====== Extracted records

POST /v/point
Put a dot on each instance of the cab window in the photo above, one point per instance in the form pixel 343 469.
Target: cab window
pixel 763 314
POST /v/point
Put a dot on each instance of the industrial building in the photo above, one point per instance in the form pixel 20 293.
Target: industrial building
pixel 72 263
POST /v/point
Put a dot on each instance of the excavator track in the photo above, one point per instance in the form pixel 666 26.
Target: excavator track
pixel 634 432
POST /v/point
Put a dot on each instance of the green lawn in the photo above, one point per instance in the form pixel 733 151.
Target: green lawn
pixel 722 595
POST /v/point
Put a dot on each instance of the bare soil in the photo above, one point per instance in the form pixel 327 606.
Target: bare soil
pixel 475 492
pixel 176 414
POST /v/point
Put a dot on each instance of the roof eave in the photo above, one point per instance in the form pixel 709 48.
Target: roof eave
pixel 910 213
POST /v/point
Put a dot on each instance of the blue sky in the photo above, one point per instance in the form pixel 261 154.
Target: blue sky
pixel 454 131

============

__Goal of the exercise__.
Could you reproduce all the records exactly?

__Response__.
POST /v/point
Put a dot on each instance of the cab window in the photo above, one point per instance in the form pixel 343 469.
Target: cab window
pixel 763 314
POST /v/point
Put a dot on each instance of the industrial building in the photo above, one point per instance in the form pixel 20 293.
Target: industrial building
pixel 72 263
POST /v/point
Put a dot on each instance of the excavator track in the photo above, one point per instance in the form pixel 666 26.
Target: excavator track
pixel 634 432
POST /v/point
Put a dot on each instance of the green lawn in the photo above, one point per instance in the form pixel 733 151.
Target: green lawn
pixel 722 595
POST /v/point
Put a dot on each instance of the bare soil in the photo above, one point per instance in the form pixel 327 606.
Target: bare soil
pixel 475 492
pixel 176 414
POST /v/point
Put a dot on each instance of the roof eave in the photo above, one point per instance in the form pixel 709 48.
Target: roof eave
pixel 910 213
POST /v/point
Put a dot on each instance of the blue sky in the photo above, one point per instance in the form pixel 261 154.
Target: blue sky
pixel 454 131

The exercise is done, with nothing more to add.